═════ Dataset extract ═════

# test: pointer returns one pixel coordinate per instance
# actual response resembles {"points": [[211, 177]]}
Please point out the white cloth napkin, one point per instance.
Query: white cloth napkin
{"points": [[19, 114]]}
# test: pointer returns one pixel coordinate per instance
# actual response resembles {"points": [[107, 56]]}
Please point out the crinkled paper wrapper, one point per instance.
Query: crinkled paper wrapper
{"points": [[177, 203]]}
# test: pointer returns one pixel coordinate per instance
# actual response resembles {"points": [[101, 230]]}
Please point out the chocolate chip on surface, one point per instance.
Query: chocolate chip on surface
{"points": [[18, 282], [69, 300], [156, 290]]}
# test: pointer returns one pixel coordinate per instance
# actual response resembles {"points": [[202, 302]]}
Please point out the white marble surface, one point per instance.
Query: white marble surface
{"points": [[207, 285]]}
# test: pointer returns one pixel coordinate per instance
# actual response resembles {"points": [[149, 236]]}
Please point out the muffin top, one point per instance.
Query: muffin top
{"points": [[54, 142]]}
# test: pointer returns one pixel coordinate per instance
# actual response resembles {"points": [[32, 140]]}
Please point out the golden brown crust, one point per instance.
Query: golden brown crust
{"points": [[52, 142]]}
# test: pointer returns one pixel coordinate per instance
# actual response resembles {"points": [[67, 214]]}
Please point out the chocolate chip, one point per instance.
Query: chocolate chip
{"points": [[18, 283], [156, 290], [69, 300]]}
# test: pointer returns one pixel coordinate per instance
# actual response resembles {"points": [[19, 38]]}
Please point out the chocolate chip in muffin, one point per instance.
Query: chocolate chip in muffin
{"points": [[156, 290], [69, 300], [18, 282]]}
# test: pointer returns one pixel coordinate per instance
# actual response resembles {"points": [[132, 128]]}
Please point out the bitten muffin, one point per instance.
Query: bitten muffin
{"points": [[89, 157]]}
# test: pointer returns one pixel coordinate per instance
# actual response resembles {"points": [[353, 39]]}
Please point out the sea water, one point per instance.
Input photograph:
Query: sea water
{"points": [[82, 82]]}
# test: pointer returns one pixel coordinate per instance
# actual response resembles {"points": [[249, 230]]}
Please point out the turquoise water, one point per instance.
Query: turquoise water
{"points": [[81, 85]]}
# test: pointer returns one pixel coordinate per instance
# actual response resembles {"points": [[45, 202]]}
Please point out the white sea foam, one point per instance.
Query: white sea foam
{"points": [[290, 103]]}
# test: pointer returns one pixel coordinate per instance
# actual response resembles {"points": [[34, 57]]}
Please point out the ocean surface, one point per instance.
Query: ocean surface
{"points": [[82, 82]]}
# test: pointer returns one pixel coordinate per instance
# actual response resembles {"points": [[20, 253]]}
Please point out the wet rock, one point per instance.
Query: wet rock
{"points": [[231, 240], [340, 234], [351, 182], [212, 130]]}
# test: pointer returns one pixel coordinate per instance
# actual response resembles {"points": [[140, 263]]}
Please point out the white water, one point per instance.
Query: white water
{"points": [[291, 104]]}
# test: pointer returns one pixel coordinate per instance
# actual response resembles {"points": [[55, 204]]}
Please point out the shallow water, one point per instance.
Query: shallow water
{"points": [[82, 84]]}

═════

— Problem description —
From the records above, extract each line exactly as shown.

— Task solution —
# test: pointer returns one pixel coordinate per instance
# actual response resembles {"points": [[211, 177]]}
Please point out the white cloth napkin, one point per instance.
Query: white cloth napkin
{"points": [[19, 114]]}
# test: pointer returns one pixel coordinate per instance
# actual response resembles {"points": [[107, 56]]}
Please point out the crinkled paper wrapper, one point per instance.
Query: crinkled paper wrapper
{"points": [[177, 203]]}
# test: pointer returns one pixel coordinate per instance
# actual response resembles {"points": [[101, 230]]}
Please point out the chocolate chip on surface, one point per instance.
Query: chocolate chip on surface
{"points": [[18, 282], [69, 300], [156, 290]]}
# test: pointer returns one pixel coordinate per instance
# actual response resembles {"points": [[202, 302]]}
Please point out the white marble surface, one point per instance.
Query: white marble surface
{"points": [[207, 285]]}
# test: pointer returns one pixel coordinate per instance
# actual response resembles {"points": [[149, 236]]}
Please point out the muffin top, one point per instance.
Query: muffin top
{"points": [[54, 142]]}
# test: pointer returns one pixel coordinate per instance
# actual response resembles {"points": [[32, 140]]}
Please point out the golden brown crust, one point per instance.
Query: golden brown crust
{"points": [[52, 142]]}
# test: pointer returns one pixel coordinate per instance
# actual response resembles {"points": [[67, 214]]}
Please point out the chocolate chip, one point per instance.
Query: chocolate chip
{"points": [[18, 283], [156, 290], [69, 300]]}
# test: pointer returns one pixel coordinate per instance
# actual response resembles {"points": [[19, 38]]}
Please point out the chocolate chip in muffin, one point per instance.
Query: chocolate chip in muffin
{"points": [[156, 290], [69, 300], [18, 282]]}
# test: pointer returns one pixel coordinate per instance
# actual response resembles {"points": [[132, 128]]}
Please point out the bitten muffin, one point per instance.
Query: bitten muffin
{"points": [[89, 157]]}
# test: pointer returns one pixel coordinate per instance
# actual response resembles {"points": [[353, 39]]}
Please point out the sea water, one point per instance.
Input photograph:
Query: sea water
{"points": [[82, 82]]}
# test: pointer returns one pixel coordinate per instance
# actual response resembles {"points": [[249, 230]]}
Please point out the turquoise water, one point per instance.
Query: turquoise water
{"points": [[81, 85]]}
# test: pointer returns one pixel coordinate per instance
# actual response resembles {"points": [[45, 202]]}
Please point out the white sea foam, one point per instance.
Query: white sea foam
{"points": [[290, 103]]}
# test: pointer returns one pixel coordinate per instance
# actual response resembles {"points": [[34, 57]]}
Please point out the ocean surface, one point per instance.
Query: ocean surface
{"points": [[82, 82]]}
# test: pointer returns one pixel coordinate per instance
# actual response resembles {"points": [[20, 253]]}
Please point out the wet rock, one point per instance.
Query: wet rock
{"points": [[231, 240], [340, 234], [351, 182], [212, 130]]}
# test: pointer returns one pixel coordinate per instance
# actual response resembles {"points": [[140, 263]]}
Please point out the white water, one point per instance.
Query: white water
{"points": [[291, 104]]}
# test: pointer returns one pixel coordinate per instance
# actual response resembles {"points": [[55, 204]]}
Please point out the shallow water, one point per instance.
Query: shallow water
{"points": [[82, 84]]}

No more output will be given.